*** Source material Section Begins ***

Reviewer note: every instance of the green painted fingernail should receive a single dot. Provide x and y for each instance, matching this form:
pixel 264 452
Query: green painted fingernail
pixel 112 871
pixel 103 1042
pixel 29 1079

*** Source material Section Ends ***

» **Work task**:
Each line of the data is to be retyped exactly as shown.

» **The answer**:
Reviewer note: every instance of the green painted fingernail should receive a single dot. Provide x and y for each instance, matching this form:
pixel 264 452
Query: green painted fingernail
pixel 112 871
pixel 103 1042
pixel 29 1079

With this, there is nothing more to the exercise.